[Position annotation records]
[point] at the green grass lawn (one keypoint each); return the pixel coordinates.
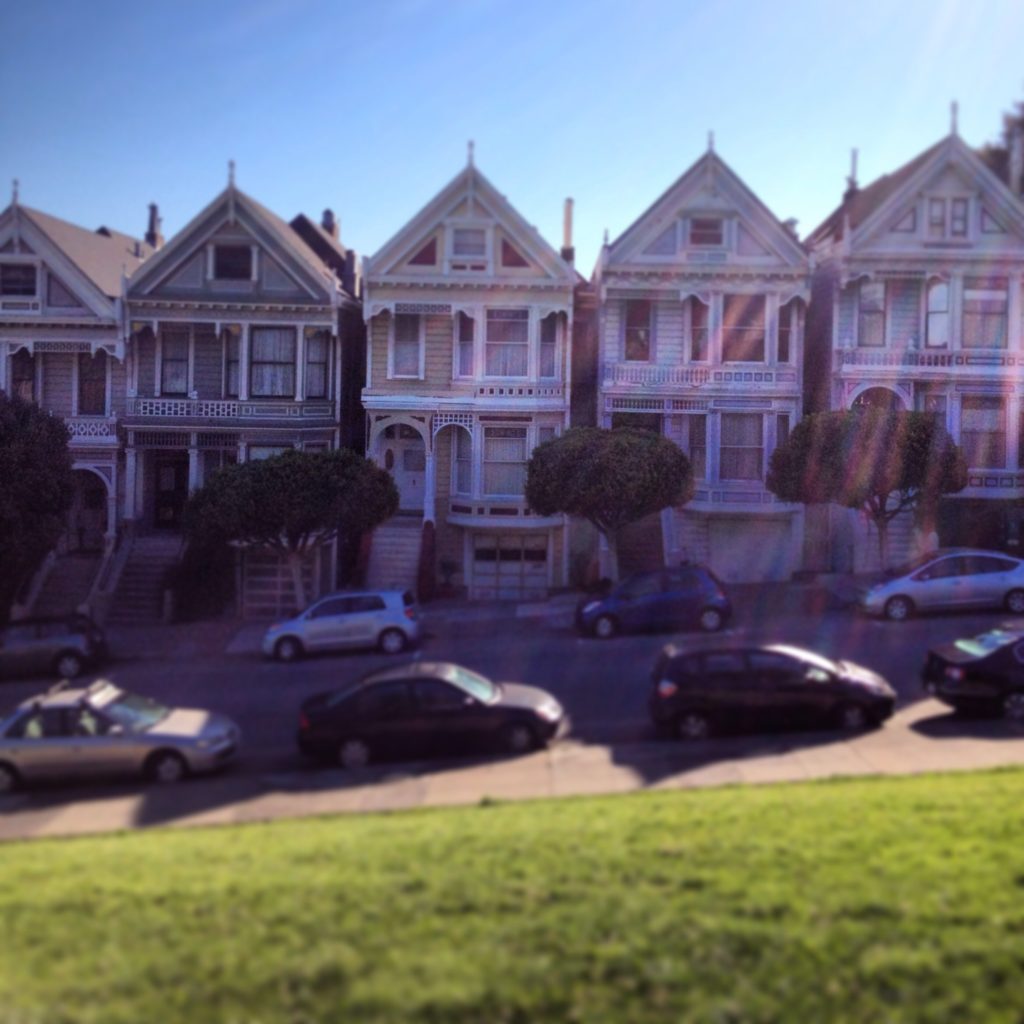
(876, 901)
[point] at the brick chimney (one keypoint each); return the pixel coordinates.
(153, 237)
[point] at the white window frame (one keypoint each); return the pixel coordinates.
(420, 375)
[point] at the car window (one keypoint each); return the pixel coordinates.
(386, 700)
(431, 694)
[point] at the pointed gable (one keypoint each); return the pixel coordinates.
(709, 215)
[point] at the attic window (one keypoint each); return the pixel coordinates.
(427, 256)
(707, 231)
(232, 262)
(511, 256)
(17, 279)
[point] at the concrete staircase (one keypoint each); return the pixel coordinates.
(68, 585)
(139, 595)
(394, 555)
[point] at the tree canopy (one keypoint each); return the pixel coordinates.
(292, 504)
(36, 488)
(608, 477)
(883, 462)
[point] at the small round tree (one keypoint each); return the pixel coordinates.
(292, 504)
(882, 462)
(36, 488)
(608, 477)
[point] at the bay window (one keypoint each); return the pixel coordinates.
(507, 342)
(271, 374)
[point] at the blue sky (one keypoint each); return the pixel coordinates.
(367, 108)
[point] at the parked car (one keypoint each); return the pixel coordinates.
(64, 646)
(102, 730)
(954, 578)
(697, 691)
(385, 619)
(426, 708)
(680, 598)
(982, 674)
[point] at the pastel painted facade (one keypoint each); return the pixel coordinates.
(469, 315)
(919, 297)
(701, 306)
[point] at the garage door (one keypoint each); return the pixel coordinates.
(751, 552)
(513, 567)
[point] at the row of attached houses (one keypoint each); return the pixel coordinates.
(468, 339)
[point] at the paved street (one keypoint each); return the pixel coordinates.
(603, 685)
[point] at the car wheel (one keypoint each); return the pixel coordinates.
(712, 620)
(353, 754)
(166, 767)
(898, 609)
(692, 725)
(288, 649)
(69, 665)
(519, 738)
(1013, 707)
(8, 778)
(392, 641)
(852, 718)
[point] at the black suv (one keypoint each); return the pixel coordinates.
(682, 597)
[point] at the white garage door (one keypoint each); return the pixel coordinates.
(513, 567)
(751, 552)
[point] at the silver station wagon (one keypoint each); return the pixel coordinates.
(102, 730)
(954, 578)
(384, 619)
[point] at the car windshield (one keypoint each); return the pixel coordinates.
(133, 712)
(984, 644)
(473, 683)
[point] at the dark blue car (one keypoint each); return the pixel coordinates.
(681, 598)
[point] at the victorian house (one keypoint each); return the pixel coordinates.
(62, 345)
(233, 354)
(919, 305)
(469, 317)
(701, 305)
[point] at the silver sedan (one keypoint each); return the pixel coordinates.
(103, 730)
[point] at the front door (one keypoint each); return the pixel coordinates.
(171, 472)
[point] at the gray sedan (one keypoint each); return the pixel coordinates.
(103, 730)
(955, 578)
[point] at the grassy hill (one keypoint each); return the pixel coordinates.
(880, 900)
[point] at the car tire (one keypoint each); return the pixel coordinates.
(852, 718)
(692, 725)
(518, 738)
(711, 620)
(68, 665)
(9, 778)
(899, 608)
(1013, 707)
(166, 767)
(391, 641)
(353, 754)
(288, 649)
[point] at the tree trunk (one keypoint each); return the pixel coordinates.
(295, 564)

_Aim of the exercise_
Omit the pictures. Transcribe every record exactly.

_Worked answer_
[point] at the green grass lawn (one keypoint each); return the pixel coordinates.
(876, 901)
[point] at the brick chimney (one keypoint each); return the pixel coordinates.
(153, 237)
[point] at the white window frame (one keypoint each); return the pixel coordinates.
(420, 375)
[point] at the car window (one keypoint each); return the pixel coordinates.
(386, 700)
(431, 694)
[point] at the pointed gable (one keypoint each); return the pixel coordinates.
(709, 215)
[point] at the attic window (one keypoint each); return the pixel coordinates.
(427, 256)
(707, 231)
(232, 262)
(511, 256)
(17, 279)
[point] at the concrete staircase (one keypoint each); return the pixel coordinates.
(68, 585)
(139, 595)
(394, 555)
[point] at the tree canopy (one keypoint each); return the pixel coordinates.
(292, 504)
(36, 488)
(608, 477)
(883, 462)
[point] at the small round tree (one keypoint each); return the pixel coordinates.
(292, 504)
(882, 462)
(36, 488)
(608, 477)
[point] at the bay window (one keypoint each); return the pixel coordinates.
(507, 342)
(271, 374)
[point] at the blue sky (one keypoint each); return the pixel coordinates.
(367, 108)
[point] at the parked car (one keypoint each); return the pixel coordinates.
(64, 646)
(102, 730)
(954, 578)
(697, 691)
(385, 619)
(426, 708)
(680, 598)
(982, 674)
[point] at the pastel painted facade (one keypoint each); return the pixel coordinates.
(469, 315)
(919, 297)
(701, 306)
[point] at the garage door (one keypoint each); return the pixel coordinates.
(751, 552)
(513, 567)
[point] at the row of attached houses (one keypoint each); return the pixel coordinates.
(468, 339)
[point] at the paved street (one keypoint each); return the pixel coordinates.
(603, 685)
[point] at the car wheel (one keypoint each); return the pixel coordinates.
(712, 620)
(353, 754)
(166, 767)
(898, 609)
(692, 725)
(288, 649)
(69, 665)
(519, 738)
(1013, 707)
(8, 778)
(392, 641)
(852, 718)
[point] at the black suv (one keypoint each); return the pixel coordinates.
(682, 597)
[point] at the white garage door (one keypoint each); return the pixel coordinates.
(513, 567)
(751, 552)
[point] at the silver station wagon (one keypoint each); return the pixel coordinates.
(102, 730)
(954, 578)
(384, 619)
[point] at the car windshield (one keypoint each); return the pixel coordinates.
(133, 712)
(984, 644)
(473, 683)
[point] at the dark blue car (one keypoint each); return the pixel coordinates.
(681, 598)
[point] at the victorian house (one keypoint each); return the pixel coordinates.
(62, 345)
(233, 354)
(919, 305)
(469, 317)
(701, 305)
[point] at the silver sedan (one keypoint each); return the pixel coordinates.
(103, 730)
[point] at the front door (one keypoint each); return the pixel coordinates.
(171, 472)
[point] at the gray sedan (one keypoint each); return the pixel coordinates.
(103, 730)
(955, 578)
[point] at the grassy hill (one keypoint each); return the pixel coordinates.
(880, 900)
[point] at the car tire (one keypoint each); return the pixel coordinates.
(852, 718)
(692, 725)
(518, 738)
(711, 620)
(68, 665)
(9, 778)
(899, 608)
(1013, 707)
(166, 767)
(391, 641)
(353, 754)
(288, 649)
[point] at the tree trunk (one keypoint each); return the pixel coordinates.
(295, 564)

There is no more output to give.